> **Task set**:
1. From the Charles Henry Parry biography, set down verbatim the passage starting with "Parry was admitted" and going on through "at Weston, Bath.".
2. According to the Charles Henry Parry biography, during which years did Parry serve as physician to the General Hospital at Bath?

= Charles Henry Parry =

English physician and writer

Charles Henry Parry (1779–1860) was an English physician and writer.

==Life==
The eldest son of Caleb Hillier Parry, by his wife Sarah, a sister of Edward Rigby, he was born at Bath, Somerset. He studied medicine at the University of Göttingen and in 1799 was one of Samuel Taylor Coleridge's companions in the Harz; later he travelled in Scandinavia with Clement Carlyon. He graduated M.D. at Edinburgh on 24 June 1804.

Parry was admitted licentiate of the Royal College of Physicians on 22 December 1806, and elected Fellow of the Royal Society in 1812. He practised for some years at Bath, where he was physician to the General Hospital from 1818 to 1822. He retired early from practice, and settled at Brighton, where he died at his residence, 5 Belgrave Place, on 21 January 1860. His remains were interred at Weston, Bath.

==Works==
Parry was author of:

- De Græcarum atque Romanarum Religionum ad Mores formandos Vi et Efficacia Commentatio, Göttingen, 1799.
- On Fever and its Treatment in General, translated from the German of Gottfried Christian Reich, 1801.
- Commentatio inauguralis de synocho tropico, vulgo febre flava dicta, Edinburgh, 1804.
- The Question of the Necessity of the existing Corn Laws, considered in their Relation to the Agricultural Labourer, the Tenantry, the Landholder, and the Country, Bath, 1816.
- Additional Experiments on the Arteries of warm-blooded Animals: with a brief examination of certain arguments which have been advanced against the doctrines maintained by the author of "An Experimental Enquiry", London, 1819; defence of his father Caleb Hillier Parry.
- Introductory Essays to Collections from the unpublished Medical Writings of the late Caleb Hillier Parry, M.D., London, 1825.
- Winchcombe: a poem, in Thomas Dudley Fosbroke's Picturesque and Topographical Account of Cheltenham and its Vicinity, Cheltenham, 1826.
- The Parliaments and Councils of England, chronologically arranged, from the reign of William I to the Revolution in 1688, London, 1839.
- A Memoir of the Rev. Joshua Parry: with some original essays and correspondence (posthumous, edited by Sir John Eardley-Wilmot, 2nd Baronet), London, 1872.

> **Data**:
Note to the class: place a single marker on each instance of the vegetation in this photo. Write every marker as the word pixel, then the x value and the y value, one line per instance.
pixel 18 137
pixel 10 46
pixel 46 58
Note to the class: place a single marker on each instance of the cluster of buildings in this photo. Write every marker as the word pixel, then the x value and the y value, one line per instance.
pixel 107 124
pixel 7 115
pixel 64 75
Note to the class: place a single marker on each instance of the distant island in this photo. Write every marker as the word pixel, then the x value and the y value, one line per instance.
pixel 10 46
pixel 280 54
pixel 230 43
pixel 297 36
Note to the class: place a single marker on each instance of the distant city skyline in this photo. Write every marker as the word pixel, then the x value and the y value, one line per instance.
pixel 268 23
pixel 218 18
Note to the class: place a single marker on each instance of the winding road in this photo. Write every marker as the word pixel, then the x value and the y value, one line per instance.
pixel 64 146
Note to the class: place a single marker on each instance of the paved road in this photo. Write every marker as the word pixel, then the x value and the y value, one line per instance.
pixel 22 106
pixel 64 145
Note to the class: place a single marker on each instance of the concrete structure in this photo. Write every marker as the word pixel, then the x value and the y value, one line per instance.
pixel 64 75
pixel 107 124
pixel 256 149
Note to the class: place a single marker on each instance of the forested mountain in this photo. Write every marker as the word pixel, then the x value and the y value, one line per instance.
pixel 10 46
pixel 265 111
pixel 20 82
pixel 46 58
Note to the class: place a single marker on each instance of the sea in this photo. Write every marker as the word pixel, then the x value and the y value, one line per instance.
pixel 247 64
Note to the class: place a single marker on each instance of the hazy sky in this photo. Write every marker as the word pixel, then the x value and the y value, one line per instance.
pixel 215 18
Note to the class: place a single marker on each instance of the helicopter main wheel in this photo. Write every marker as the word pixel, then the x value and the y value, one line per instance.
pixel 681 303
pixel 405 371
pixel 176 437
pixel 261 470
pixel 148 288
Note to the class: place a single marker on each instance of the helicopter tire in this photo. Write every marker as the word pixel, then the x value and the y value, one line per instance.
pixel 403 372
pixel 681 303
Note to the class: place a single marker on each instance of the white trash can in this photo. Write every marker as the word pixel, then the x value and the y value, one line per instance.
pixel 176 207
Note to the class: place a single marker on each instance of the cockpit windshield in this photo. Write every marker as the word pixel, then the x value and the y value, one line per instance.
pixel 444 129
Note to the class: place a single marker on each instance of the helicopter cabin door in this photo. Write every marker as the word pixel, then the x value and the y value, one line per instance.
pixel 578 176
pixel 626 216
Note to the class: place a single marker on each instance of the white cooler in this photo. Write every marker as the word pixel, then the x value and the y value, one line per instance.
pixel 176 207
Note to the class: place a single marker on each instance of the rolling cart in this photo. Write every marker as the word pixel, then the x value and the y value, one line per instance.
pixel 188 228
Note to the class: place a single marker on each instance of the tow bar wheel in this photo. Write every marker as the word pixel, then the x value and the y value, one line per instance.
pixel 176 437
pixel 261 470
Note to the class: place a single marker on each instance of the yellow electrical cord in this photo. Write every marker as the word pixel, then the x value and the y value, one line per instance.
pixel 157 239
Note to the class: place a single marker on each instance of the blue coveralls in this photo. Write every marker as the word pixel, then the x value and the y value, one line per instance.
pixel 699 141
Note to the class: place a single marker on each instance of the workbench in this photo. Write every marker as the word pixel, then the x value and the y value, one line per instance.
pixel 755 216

> **Answers to the exercise**:
1.
Parry was admitted licentiate of the Royal College of Physicians on 22 December 1806, and elected Fellow of the Royal Society in 1812. He practised for some years at Bath, where he was physician to the General Hospital from 1818 to 1822. He retired early from practice, and settled at Brighton, where he died at his residence, 5 Belgrave Place, on 21 January 1860. His remains were interred at Weston, Bath.

2. From 1818 to 1822.